**Given request**
Reproduce every line of the records, requests included, from the line containing "[spot] the blue" down through the end of the records, both ends included. Scale each coordinate in the answers by 2.2 and round it to the nearest whole number, with halves rounded up.

----

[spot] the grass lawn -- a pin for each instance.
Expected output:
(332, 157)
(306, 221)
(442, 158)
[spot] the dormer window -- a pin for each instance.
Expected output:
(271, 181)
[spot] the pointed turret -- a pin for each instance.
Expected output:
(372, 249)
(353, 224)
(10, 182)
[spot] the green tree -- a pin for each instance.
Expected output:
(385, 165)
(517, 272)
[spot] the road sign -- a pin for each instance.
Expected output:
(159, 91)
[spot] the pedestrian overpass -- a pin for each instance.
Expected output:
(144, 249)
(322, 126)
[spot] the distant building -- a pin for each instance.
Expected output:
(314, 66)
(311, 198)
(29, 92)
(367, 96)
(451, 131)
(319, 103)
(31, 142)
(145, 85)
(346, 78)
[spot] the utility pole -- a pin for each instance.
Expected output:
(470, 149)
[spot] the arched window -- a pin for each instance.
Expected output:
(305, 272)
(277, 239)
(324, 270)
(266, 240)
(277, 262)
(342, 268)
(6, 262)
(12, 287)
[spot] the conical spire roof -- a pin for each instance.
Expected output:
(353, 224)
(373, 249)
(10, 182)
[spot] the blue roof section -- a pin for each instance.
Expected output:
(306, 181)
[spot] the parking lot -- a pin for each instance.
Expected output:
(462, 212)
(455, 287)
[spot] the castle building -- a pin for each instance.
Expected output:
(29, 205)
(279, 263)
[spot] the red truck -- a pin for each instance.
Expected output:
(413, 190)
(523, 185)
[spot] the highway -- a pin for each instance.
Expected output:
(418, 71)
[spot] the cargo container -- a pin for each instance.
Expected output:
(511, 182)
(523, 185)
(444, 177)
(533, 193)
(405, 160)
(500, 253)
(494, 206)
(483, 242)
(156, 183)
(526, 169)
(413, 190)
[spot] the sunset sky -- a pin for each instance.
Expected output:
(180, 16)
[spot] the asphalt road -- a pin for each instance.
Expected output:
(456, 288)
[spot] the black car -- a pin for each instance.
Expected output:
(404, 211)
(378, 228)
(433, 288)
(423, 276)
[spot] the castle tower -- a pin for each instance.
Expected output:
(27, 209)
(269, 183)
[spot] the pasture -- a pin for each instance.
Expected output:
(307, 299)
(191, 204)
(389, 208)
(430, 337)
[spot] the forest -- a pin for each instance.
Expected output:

----

**Finished answer**
[spot] the blue roof section -- a pin for each instance.
Expected output:
(673, 398)
[spot] the parking lot -- a pin for each instance.
Expected output:
(1016, 466)
(1001, 631)
[spot] the castle building -- a pin for each instance.
Expected output:
(64, 451)
(614, 579)
[spot] the red truck -- a pin for each instance.
Expected output:
(909, 418)
(1151, 407)
[spot] the highway -- a pin for each instance.
Expected output:
(920, 156)
[spot] the cargo container -- a pin for each instance.
Expected output:
(1124, 400)
(1151, 407)
(977, 389)
(1173, 425)
(891, 352)
(1100, 557)
(1087, 453)
(1063, 532)
(343, 403)
(1157, 372)
(909, 418)
[spot] the sunset sky -- a pin for each instance.
Expected output:
(396, 35)
[spot] the asphalt road -- a pin for each instance.
Expected output:
(1003, 634)
[spot] the black car -- a pin for each instance.
Expected output:
(889, 464)
(832, 502)
(953, 634)
(931, 607)
[spot] the castle tower -- a pin for each instance.
Expected output:
(59, 460)
(592, 403)
[spot] the pasture -- a pin for each instance.
Expected output:
(675, 658)
(420, 449)
(856, 458)
(946, 741)
[spot] the forest -- a pin for each instance.
Expected output:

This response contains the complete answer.